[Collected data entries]
================================

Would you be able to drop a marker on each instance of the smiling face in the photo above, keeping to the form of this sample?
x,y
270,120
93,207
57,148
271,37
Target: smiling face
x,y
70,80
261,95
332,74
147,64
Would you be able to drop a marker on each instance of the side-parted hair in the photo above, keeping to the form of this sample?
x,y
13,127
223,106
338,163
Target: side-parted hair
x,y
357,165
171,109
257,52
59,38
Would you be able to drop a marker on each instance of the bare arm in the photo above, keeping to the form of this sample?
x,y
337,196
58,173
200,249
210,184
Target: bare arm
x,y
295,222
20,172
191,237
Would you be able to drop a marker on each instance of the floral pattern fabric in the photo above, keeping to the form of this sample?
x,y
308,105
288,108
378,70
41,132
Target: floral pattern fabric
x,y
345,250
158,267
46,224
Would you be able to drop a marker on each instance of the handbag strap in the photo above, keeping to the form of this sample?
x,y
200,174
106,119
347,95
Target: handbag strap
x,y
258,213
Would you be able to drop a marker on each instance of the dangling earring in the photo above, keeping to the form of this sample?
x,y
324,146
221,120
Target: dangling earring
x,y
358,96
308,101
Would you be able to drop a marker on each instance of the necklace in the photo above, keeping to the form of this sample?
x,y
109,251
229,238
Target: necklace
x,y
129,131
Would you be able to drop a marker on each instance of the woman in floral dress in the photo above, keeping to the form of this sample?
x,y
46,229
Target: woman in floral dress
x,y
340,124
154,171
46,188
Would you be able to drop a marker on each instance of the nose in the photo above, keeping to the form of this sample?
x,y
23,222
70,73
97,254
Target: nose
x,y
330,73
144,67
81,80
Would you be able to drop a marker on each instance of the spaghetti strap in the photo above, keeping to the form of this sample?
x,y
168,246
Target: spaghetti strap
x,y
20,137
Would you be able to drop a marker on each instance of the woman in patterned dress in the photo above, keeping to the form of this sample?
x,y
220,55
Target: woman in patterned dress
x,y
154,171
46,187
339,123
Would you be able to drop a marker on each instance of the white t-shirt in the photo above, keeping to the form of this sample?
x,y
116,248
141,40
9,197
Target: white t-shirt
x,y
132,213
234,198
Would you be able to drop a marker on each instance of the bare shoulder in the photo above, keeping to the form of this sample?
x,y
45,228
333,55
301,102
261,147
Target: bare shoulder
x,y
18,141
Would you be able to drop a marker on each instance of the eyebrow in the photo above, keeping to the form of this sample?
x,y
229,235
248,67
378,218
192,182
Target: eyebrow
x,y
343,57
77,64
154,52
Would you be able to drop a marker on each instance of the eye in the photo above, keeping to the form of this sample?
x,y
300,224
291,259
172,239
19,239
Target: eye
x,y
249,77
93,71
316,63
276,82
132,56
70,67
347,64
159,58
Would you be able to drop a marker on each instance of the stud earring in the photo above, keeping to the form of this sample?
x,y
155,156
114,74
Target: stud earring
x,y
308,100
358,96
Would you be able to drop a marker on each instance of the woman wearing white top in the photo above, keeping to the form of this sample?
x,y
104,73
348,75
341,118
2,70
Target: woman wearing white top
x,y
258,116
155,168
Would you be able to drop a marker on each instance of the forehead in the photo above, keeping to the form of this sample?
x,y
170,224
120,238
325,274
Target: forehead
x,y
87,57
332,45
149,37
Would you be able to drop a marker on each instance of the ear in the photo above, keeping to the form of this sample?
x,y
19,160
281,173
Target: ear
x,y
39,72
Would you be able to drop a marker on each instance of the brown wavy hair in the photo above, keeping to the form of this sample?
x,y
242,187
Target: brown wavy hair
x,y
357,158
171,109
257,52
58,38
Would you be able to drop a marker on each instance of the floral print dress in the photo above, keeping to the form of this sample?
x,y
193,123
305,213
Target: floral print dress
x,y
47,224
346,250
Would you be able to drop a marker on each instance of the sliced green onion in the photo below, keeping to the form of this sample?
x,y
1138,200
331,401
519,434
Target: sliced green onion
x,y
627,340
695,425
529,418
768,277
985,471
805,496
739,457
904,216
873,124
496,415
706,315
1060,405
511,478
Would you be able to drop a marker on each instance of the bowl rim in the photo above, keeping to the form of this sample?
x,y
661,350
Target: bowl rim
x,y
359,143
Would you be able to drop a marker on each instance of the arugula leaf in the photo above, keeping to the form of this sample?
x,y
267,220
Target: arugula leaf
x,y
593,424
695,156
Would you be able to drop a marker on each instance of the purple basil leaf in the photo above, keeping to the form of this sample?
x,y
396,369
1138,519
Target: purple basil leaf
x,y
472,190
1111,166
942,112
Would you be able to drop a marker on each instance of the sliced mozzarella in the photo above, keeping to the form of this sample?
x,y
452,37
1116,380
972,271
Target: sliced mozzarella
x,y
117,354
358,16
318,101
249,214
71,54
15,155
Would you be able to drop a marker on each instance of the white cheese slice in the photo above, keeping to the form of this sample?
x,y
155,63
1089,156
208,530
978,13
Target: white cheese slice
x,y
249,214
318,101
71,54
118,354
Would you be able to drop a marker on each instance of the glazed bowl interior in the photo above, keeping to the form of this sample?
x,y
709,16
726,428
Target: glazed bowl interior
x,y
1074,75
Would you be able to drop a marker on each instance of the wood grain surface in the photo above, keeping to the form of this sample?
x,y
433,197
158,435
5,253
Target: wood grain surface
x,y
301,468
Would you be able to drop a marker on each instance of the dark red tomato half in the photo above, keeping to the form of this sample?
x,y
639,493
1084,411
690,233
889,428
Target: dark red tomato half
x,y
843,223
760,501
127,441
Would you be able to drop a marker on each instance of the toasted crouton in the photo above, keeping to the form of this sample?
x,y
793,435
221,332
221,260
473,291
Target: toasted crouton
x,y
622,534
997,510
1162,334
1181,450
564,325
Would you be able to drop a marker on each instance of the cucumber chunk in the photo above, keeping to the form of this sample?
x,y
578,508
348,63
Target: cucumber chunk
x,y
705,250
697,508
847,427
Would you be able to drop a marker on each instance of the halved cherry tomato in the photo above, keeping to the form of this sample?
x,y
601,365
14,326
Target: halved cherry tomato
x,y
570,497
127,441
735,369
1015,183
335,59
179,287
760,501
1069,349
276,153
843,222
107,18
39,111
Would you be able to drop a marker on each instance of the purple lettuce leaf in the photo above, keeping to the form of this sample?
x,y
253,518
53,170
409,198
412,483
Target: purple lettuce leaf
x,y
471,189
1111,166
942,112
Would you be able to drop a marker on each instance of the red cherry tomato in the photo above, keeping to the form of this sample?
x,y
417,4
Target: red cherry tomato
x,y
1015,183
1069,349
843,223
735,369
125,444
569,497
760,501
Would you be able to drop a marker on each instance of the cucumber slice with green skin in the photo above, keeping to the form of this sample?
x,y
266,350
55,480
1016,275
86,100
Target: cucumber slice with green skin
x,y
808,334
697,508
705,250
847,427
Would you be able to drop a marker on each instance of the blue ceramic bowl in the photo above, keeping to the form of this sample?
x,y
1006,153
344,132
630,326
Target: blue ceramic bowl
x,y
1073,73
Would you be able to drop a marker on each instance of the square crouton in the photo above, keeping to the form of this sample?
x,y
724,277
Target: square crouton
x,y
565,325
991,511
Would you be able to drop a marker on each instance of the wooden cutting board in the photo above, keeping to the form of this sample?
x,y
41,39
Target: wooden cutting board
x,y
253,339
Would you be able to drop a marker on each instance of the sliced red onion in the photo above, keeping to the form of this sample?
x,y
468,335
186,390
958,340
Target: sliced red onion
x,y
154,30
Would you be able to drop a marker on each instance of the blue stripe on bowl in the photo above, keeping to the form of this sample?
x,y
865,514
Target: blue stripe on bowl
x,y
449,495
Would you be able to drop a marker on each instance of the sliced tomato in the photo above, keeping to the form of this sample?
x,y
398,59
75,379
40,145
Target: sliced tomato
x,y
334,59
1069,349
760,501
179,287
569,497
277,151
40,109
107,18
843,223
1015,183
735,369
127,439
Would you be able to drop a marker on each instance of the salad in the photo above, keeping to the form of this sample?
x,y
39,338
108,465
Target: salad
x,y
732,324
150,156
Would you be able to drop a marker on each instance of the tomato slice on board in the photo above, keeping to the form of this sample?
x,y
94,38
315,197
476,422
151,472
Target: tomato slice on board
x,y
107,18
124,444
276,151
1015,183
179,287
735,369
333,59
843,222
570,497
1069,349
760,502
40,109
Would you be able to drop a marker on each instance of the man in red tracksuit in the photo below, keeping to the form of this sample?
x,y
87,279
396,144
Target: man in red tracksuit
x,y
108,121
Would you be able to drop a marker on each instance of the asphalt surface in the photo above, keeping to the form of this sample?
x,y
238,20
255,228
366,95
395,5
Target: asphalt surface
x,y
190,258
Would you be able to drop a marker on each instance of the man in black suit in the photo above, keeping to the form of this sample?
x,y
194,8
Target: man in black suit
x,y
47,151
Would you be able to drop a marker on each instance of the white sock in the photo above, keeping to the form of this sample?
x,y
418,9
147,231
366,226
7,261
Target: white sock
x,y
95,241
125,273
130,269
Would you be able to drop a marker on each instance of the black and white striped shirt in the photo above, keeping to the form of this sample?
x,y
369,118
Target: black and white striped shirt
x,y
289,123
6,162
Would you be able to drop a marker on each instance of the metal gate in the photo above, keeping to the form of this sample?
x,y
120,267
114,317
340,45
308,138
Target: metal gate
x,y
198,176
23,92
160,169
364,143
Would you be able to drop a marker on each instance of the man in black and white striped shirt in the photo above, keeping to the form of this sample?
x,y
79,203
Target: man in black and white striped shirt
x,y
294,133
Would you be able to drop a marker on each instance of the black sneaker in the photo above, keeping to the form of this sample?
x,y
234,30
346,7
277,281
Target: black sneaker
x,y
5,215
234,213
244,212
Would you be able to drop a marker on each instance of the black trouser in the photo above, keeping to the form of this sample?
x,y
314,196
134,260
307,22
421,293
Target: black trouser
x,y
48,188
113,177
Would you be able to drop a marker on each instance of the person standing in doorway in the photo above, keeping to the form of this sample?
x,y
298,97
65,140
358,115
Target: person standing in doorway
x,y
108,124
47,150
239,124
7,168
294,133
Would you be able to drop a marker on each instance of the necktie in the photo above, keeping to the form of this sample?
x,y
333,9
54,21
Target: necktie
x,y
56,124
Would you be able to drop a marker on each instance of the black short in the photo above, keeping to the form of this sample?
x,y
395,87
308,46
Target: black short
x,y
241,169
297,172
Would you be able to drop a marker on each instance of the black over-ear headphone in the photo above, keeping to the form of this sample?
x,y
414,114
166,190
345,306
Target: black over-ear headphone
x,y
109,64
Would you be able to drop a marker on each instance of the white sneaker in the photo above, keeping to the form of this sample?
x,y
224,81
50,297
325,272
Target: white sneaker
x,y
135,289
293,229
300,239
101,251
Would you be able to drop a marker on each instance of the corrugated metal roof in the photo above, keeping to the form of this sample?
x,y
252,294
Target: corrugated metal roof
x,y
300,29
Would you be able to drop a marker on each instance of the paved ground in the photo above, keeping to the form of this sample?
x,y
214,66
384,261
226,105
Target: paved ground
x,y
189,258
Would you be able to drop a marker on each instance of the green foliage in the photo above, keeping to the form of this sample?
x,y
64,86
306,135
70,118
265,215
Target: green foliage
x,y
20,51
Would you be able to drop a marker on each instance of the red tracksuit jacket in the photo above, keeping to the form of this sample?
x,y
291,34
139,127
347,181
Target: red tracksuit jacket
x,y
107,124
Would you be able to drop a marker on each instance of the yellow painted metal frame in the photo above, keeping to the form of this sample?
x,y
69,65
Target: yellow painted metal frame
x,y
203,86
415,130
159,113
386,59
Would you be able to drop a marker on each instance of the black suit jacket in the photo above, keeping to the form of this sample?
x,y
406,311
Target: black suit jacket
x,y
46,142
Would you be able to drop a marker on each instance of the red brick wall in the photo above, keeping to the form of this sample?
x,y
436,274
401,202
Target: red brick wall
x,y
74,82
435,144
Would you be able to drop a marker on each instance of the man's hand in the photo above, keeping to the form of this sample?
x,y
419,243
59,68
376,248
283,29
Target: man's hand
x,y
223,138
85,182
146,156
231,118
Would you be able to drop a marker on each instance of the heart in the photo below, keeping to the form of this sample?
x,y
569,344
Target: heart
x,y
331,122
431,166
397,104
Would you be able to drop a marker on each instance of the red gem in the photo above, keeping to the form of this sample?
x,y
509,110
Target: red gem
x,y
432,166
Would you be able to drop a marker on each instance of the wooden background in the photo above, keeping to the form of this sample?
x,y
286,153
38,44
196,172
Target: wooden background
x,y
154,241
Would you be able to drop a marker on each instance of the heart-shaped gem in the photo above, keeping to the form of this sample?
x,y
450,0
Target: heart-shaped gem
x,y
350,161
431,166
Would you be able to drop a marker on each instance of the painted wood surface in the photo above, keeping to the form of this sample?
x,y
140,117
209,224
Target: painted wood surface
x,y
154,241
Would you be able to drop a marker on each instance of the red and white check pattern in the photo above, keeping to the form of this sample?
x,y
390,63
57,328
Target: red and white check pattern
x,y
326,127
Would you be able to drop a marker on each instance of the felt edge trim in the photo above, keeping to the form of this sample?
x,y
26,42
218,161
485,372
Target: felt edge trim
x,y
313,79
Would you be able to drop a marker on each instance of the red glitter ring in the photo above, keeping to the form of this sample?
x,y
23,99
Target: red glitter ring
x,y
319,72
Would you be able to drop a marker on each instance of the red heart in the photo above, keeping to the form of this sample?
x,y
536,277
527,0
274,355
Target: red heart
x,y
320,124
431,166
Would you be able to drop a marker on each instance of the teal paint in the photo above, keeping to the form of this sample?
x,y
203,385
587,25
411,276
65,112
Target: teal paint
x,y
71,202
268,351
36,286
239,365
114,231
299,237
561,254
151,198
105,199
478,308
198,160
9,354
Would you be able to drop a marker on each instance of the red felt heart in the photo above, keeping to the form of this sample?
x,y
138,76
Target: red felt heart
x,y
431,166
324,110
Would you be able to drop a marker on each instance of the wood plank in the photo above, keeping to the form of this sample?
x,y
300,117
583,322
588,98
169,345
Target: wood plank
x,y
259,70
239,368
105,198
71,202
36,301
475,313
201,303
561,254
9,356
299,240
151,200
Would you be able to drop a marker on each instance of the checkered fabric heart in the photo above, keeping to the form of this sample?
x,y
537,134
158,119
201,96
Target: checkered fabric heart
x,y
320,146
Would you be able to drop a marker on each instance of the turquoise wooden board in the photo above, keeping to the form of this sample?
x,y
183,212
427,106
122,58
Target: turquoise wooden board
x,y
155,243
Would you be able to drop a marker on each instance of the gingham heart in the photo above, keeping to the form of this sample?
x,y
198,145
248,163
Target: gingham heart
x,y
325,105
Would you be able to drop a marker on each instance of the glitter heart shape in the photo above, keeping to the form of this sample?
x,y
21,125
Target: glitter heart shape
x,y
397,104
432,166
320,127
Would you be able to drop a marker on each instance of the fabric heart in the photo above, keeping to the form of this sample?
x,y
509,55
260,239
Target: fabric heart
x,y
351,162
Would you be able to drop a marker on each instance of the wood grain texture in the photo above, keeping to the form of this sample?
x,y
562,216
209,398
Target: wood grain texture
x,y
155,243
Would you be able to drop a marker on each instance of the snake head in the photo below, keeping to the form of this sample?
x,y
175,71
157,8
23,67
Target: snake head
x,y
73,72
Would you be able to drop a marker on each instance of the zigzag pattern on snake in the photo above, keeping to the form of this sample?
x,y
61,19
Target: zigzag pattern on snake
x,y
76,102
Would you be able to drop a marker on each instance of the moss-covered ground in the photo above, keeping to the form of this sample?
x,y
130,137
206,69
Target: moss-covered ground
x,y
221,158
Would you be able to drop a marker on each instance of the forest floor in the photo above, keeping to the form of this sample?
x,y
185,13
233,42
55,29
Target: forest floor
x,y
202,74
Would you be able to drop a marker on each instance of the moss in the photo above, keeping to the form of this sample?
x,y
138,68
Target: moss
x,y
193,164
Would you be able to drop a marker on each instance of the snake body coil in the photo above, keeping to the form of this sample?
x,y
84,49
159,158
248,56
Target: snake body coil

================================

Count the lines above that contain "body" and reply with the figure alone.

* Expected answer
2